GIVEN PASSAGE >>
- Opening Delimiter -

A genome-wide study found PAH and OCA2 with higher genetic divergence between light-skinned Han Chinese and dark-skinned Africans and Cambodians (Yang et al., 2016). However, unlike OCA2 which plays a critical role in constitutive skin color, the functional effect of PAH in East Asian populations remains unclear. PAH is one of the enzymes involved in the production of melanin substrate tyrosine under UVB treatment (Schallreuter and Wood, 1999). Therefore, we hypothesized that PAH may affect the facultative skin color under the influence of external UVR, and its mechanism for evolutionary skin lightening in the East Asian populations is different from the previous pigmentation genes.

In the current study, we observed a strong signal of Darwinian positive selection for the pigmentation gene PAH in the Han Chinese (a major East Asian population). Skin color association analysis showed that intronic SNP rs10778203 in PAH was significantly associated with facultative skin color of the back of the hand in Han Chinese males (P <0.05, additive model). Furthermore, a dual-luciferase reporter gene assay and transcription factor binding assays showed that the ancestral allele of rs10778203 could bind to SMAD2 and had significant enhancer activity for PAH in human melanoma A375 cell lines. The regulatory activity of the ancestral C allele was enhanced by UVB stimulation, but that of the derived T allele was not. Compared to the ancestral-type C allele, the derived T allele of rs10778203 (a major allele in East Asians) decreased the UVB response and resulted in lighter skin pigmentation in transgenic zebrafish embryos under UVB treatment. These results suggest that PAH is a key pigmentation gene for skin lightening and alters tanning ability in East Asians, suggesting a unique genetic mechanism for evolutionary skin lightening in East Asians during recent human evolutionary history.

- Closing Delimiter -

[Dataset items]
- Opening Delimiter -

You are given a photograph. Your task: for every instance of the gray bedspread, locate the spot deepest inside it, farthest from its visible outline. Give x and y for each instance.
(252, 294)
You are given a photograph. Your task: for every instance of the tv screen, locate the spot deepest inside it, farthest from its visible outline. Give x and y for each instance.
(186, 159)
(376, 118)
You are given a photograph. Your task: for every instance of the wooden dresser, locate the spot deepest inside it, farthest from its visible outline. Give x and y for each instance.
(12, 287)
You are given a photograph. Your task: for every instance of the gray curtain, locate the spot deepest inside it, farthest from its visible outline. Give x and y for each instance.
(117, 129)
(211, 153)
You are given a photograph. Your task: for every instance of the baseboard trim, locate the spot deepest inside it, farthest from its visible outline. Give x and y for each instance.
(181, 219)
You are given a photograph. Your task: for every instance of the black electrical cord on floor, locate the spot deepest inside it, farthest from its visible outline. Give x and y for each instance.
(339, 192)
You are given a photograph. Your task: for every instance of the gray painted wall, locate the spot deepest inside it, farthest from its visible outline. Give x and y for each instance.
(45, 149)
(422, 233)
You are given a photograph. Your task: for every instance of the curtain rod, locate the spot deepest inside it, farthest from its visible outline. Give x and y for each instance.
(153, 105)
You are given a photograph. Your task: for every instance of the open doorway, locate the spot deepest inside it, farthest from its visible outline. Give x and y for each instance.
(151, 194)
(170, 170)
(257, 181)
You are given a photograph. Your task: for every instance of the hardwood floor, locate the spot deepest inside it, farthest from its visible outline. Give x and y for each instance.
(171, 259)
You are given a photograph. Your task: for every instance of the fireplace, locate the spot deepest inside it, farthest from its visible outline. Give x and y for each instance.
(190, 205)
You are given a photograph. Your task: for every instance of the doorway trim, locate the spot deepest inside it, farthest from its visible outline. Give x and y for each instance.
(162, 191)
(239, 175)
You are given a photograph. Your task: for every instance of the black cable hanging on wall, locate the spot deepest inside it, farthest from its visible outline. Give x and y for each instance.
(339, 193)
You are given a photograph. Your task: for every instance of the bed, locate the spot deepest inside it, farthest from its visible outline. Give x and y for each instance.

- Closing Delimiter -

HOW TO COMPLETE THIS TASK >>
Answer these questions using the passage on the PAH gene.
(a) Which melanin substrate does PAH help produce under UVB treatment?
(b) Which SNP in PAH was significantly associated with facultative skin color of the back of the hand in Han Chinese males?
(c) Which transcription factor could the ancestral allele of that SNP bind to?

WRITTEN SOLUTION >>
(a) Tyrosine.
(b) The intronic SNP rs10778203.
(c) SMAD2.